== INPUT

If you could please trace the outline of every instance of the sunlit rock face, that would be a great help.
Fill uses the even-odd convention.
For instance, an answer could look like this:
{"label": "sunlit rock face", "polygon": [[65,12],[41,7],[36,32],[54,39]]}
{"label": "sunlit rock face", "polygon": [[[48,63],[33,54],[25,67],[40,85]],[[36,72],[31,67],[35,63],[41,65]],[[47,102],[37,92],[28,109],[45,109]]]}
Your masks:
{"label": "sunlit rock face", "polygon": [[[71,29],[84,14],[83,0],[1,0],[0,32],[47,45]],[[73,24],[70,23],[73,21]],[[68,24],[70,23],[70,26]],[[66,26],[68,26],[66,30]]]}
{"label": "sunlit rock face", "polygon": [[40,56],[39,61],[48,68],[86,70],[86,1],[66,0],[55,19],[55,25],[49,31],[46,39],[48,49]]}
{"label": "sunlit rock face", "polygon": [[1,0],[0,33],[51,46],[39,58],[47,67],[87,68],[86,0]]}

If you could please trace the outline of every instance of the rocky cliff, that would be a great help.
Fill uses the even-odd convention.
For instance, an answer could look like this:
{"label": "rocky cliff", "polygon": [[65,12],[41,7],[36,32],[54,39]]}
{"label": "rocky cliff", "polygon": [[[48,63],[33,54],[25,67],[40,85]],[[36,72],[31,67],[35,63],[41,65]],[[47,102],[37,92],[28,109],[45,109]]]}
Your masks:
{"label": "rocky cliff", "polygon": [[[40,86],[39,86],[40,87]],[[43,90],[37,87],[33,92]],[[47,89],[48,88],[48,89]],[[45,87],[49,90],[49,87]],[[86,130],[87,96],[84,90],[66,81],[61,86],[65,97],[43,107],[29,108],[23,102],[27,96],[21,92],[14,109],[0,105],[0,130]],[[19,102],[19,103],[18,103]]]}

====
== INPUT

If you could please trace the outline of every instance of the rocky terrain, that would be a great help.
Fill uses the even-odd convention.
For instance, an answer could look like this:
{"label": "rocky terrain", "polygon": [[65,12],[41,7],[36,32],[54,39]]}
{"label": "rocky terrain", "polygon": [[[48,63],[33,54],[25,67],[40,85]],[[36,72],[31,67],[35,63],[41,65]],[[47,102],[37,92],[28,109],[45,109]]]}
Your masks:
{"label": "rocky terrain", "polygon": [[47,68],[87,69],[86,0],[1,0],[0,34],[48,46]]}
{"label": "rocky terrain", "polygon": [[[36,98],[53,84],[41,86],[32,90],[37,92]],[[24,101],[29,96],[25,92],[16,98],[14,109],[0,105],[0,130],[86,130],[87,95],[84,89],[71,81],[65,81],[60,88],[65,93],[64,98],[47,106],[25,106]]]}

====

*TASK PROMPT*. How many lines of the entries above contain the word "would" when letter case counts? Reply with the number only.

*CORRECT RESPONSE*. 3